• Aufgaben:
a – Wiederhole aus dem Forenauszug zum Abnehmen wortgetreu den Abschnitt, der mit den Worten „Das hat leider“ anfängt und mit „Jahr neu einkleiden.“ aufhört.
b – Beantworte zum Forenauszug zum Abnehmen diese Fragen:
(i) Welches Gewicht ist für den 22.10.09 angegeben?
(ii) Von welcher auf welche Bundweite ging es bei den Jeans zurück?
(iii) Welches Datum steht beim Beitrag von Bergradlerin?
c – Setze den Forenauszug zum Abnehmen dort fort, wo er aufhört.

Das hat leider nicht geklappt.

Gewicht am 22.10.08: 113,5kg
Gewicht am 22.10.09:  96,0kg

Macht einen Gewichtsverlust von 17,5kg.
Ziel also knapp verfehlt, aber egal. Stück für Stück und ohne ernsthafte Rückfälle gehts stets weiter Richtung Wunschfigur.
Bei Jeanshosen bin ich von Bundweite 42 zurück auf 36 geschrumpft und mich musste mich bereits 2 mal seit letztem Jahr neu einkleiden. 

Was mir jeden Tag wieder auffällt ist dieses Tolle Gefühl wieder belastbar zu sein, wieder Klimmzüge zu machen, wieder 70km MTB gefahren zu sein, spontan in die Stadt zu fahren und in jedem laden gut passende Anziehsachen zu finden.
Alles ist toll 

Danke an alle Unterstützer. 
Den ein oder anderen könnte ich nächstes Jahr vielleicht beim SKS-Cup treffen?!

Liebe Grüße,
Alex


----------



## Bergradlerin (23. Oktober 2009)

Glückwunsch! Wie Du ja weißt, habe auch ich mein erklärtes Ziel erreicht... Ich kenne das Gefühl also... Genieß es - und mach weiter!!


----------



## jan84 (23. Oktober 2009)

• Entnommene Zeilen:
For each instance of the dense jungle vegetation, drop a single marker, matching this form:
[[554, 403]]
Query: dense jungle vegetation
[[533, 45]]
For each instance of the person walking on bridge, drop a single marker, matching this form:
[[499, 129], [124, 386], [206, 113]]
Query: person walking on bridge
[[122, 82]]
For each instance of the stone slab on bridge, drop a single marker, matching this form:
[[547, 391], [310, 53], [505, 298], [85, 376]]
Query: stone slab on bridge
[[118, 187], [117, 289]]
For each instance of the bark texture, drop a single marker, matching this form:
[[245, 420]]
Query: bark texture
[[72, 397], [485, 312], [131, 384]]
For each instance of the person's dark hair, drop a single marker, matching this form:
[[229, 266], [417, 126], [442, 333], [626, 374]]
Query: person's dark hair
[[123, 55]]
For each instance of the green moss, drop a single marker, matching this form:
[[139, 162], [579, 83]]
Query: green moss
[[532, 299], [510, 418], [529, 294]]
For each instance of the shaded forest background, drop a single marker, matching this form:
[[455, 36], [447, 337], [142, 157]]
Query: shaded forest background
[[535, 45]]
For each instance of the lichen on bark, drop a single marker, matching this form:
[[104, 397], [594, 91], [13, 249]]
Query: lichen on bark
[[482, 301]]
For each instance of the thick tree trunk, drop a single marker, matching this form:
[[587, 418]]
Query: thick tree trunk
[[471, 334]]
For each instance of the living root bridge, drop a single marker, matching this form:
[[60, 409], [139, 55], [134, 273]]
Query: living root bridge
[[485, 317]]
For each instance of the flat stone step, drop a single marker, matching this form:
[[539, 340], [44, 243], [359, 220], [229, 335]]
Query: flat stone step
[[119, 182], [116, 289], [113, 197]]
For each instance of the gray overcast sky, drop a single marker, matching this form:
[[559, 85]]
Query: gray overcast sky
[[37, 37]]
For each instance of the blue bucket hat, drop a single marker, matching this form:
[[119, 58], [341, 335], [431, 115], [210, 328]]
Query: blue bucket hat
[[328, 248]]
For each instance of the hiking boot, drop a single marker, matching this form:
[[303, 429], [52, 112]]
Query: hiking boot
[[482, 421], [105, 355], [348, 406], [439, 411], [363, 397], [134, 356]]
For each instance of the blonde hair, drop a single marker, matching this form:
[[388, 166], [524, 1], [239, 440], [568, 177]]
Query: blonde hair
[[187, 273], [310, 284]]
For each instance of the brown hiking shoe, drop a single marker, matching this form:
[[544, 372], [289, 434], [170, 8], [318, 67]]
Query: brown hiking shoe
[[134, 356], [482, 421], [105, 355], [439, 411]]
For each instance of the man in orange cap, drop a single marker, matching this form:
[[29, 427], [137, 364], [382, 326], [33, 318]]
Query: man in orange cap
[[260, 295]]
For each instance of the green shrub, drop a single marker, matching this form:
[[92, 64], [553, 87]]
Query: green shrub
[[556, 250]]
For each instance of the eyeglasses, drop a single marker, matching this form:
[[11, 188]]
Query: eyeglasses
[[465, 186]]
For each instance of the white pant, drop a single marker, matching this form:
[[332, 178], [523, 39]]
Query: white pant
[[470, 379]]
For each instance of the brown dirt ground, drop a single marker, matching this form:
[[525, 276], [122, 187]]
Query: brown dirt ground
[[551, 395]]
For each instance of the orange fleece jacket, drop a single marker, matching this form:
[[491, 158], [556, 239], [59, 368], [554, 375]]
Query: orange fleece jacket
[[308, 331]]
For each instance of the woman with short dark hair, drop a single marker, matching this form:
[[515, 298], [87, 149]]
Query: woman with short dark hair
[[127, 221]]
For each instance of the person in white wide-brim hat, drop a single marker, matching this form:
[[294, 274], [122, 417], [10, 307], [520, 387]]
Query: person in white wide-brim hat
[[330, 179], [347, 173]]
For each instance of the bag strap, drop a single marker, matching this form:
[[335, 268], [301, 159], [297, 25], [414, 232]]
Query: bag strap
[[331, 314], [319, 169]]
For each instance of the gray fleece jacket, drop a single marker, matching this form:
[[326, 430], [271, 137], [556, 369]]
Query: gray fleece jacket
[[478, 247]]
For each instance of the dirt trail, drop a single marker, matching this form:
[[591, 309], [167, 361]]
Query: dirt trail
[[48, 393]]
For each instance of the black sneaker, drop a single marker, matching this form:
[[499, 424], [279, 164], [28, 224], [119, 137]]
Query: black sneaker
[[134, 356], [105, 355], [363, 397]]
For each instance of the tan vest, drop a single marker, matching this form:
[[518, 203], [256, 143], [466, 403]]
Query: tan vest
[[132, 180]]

• Lösungen:
a –
Das hat leider nicht geklappt.

Gewicht am 22.10.08: 113,5kg
Gewicht am 22.10.09:  96,0kg

Macht einen Gewichtsverlust von 17,5kg.
Ziel also knapp verfehlt, aber egal. Stück für Stück und ohne ernsthafte Rückfälle gehts stets weiter Richtung Wunschfigur.
Bei Jeanshosen bin ich von Bundweite 42 zurück auf 36 geschrumpft und mich musste mich bereits 2 mal seit letztem Jahr neu einkleiden.

b –
(i) 96,0 kg
(ii) Von Bundweite 42 auf 36
(iii) 23. Oktober 2009

c –
grüße


----------



## sun909 (27. Oktober 2009)

Respekt!

Habe das durchaus kritisch aufgrund der Rückschläge mitgelesen, aber freut mich umso sehr, dass du jetzt UHU bist 

Hoffe, es bleibt so!

grüße


----------



## Renn Maus (30. Oktober 2009)

Guten Morgen,

danke euch dreien. Es ist schön zu lesen das einen nicht alle aufgegeben hatten. 
Natürlich bleibe ich dran und werd weiter in dem Tempo abnehmen, bis ich mich wohl fühle in meiner Haut 
Ich wünsche mir mein Ziel (80-85kg, je nachdem wies ausschaut) bis zum Juni/Juli 2010 erreicht zu haben. 

Grüße,
Alex


----------



## MTB-News.de




----------



## Uphillerer (30. Oktober 2009)

Hallo Alex,

dein Thread hier ist ja nun schon recht alt. Obwohl du ja ein noch wirklich junger Mann bist, scheinst du dich ja wie ein Mittvierzigjähriger ständig mit deinem Gewicht zu plagen.  Da der Thread hier seit Jahren immer wieder aufplopppt und ich bisher nur ein stiller Mittleser war, möchte ich nun doch mal zu deinem Bild vom August diesen Jahres etwas loswerden:

Du siehst nicht wie ein Sportler aus. Meiner Meinung nach bist du (bis jetzt) auch kein Sportler.  Das hört sich erst mal gemein an, doch wer hier ein Bild von sich reinstellt, möchte - konstruktive - Kritik bekommen. Das verspreche ich dir gerne.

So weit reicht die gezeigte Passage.